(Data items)
»»
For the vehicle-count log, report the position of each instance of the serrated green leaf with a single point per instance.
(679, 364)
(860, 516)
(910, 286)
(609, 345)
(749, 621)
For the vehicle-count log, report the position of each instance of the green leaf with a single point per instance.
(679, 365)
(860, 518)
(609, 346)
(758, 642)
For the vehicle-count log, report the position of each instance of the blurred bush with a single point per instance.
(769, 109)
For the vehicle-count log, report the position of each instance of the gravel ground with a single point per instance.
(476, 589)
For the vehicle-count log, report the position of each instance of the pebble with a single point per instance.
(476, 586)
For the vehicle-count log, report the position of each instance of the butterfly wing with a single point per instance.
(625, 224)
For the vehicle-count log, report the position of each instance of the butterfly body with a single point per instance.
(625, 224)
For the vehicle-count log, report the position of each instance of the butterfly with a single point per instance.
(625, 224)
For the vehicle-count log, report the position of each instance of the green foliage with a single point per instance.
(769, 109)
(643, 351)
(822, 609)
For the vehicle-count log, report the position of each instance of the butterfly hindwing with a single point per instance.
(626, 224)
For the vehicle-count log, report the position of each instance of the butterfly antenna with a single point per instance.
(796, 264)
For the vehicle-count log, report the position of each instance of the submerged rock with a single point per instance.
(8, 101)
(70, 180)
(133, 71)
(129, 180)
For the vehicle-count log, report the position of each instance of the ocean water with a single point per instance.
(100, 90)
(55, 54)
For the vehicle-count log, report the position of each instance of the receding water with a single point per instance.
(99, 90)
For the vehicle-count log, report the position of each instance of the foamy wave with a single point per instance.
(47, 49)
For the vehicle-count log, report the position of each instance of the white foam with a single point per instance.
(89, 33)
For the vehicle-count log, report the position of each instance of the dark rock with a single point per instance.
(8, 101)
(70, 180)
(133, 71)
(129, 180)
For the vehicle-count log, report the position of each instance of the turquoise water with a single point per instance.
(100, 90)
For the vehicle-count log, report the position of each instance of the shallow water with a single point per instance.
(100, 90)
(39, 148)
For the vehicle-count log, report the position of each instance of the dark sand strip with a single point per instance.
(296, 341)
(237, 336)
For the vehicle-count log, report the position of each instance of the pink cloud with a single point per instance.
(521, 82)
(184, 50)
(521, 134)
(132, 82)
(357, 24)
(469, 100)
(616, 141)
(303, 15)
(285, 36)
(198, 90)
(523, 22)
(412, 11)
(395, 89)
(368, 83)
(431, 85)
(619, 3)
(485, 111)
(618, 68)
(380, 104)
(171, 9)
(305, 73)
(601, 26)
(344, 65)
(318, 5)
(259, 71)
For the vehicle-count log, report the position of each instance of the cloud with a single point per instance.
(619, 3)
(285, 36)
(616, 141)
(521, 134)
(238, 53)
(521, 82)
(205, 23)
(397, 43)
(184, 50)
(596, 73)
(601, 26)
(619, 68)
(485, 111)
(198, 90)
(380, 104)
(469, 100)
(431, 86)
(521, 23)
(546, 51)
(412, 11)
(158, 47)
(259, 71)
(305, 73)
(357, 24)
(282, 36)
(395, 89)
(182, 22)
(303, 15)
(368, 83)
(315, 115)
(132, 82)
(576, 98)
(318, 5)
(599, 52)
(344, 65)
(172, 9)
««
### Task requirements:
Each line above must be retyped exactly in the response.

### Task solution:
For the vehicle-count log, report the position of each instance of the serrated green leaf with a single point per instance.
(679, 364)
(860, 516)
(910, 286)
(609, 345)
(749, 621)
For the vehicle-count log, report the position of each instance of the green leaf with a single point per instance.
(679, 365)
(860, 518)
(609, 346)
(758, 642)
For the vehicle-count log, report the position of each instance of the blurred bush with a single point per instance.
(769, 109)
For the vehicle-count log, report the position of each instance of the gravel ground with a single point per instance.
(476, 589)
For the vehicle-count log, report the position of each instance of the pebble with a single point per instance.
(476, 586)
For the vehicle-count log, report the position of each instance of the butterfly wing with a single point per instance.
(625, 224)
For the vehicle-count log, report the position of each instance of the butterfly body with a single point per instance.
(625, 224)
For the vehicle-count log, report the position of each instance of the butterfly with a single point per instance.
(625, 224)
For the vehicle-count log, report the position of each instance of the green foliage with a single point per instance.
(769, 109)
(643, 351)
(822, 609)
For the vehicle-count log, report the position of each instance of the butterfly hindwing with a single point per instance.
(626, 224)
For the vehicle-count log, report the position of each instance of the butterfly antenna with a single point per instance.
(796, 264)
For the vehicle-count log, report the position of each instance of the submerged rock with a single point per instance.
(8, 101)
(70, 180)
(133, 71)
(129, 180)
For the vehicle-count log, report the position of each instance of the ocean water with a single point per instance.
(100, 90)
(55, 54)
For the vehicle-count log, report the position of each instance of the receding water with a single point per instance.
(99, 90)
For the vehicle-count log, report the position of each instance of the foamy wave with a single point per instance.
(47, 49)
For the vehicle-count log, report the position of each instance of the white foam with a single point per instance.
(89, 33)
For the vehicle-count log, report the position of each instance of the dark rock with a single point per instance.
(8, 101)
(70, 180)
(133, 71)
(129, 180)
For the vehicle-count log, report the position of each instance of the turquoise water with a single point per instance.
(100, 90)
For the vehicle-count log, report the position of each instance of the shallow water with a single point per instance.
(100, 90)
(39, 148)
For the vehicle-count log, report the position of each instance of the dark sand strip with a single point per instance.
(296, 341)
(237, 336)
For the vehicle-count log, report the position of each instance of the pink cloud with a single point per instance.
(521, 82)
(184, 50)
(521, 134)
(132, 82)
(357, 24)
(469, 100)
(616, 141)
(303, 15)
(285, 36)
(198, 90)
(523, 22)
(412, 11)
(395, 89)
(368, 83)
(431, 85)
(619, 3)
(485, 111)
(618, 68)
(380, 104)
(171, 9)
(305, 73)
(601, 26)
(344, 65)
(318, 5)
(259, 71)
For the vehicle-count log, report the position of each instance of the cloud with a single point per instance.
(619, 3)
(285, 36)
(616, 141)
(521, 134)
(238, 53)
(521, 82)
(205, 23)
(397, 43)
(184, 50)
(596, 73)
(601, 26)
(619, 68)
(485, 111)
(198, 90)
(380, 104)
(469, 100)
(431, 86)
(521, 23)
(546, 51)
(412, 11)
(158, 47)
(259, 71)
(305, 73)
(357, 24)
(282, 36)
(395, 89)
(182, 22)
(303, 15)
(368, 83)
(315, 115)
(132, 82)
(576, 98)
(318, 5)
(599, 52)
(344, 65)
(172, 9)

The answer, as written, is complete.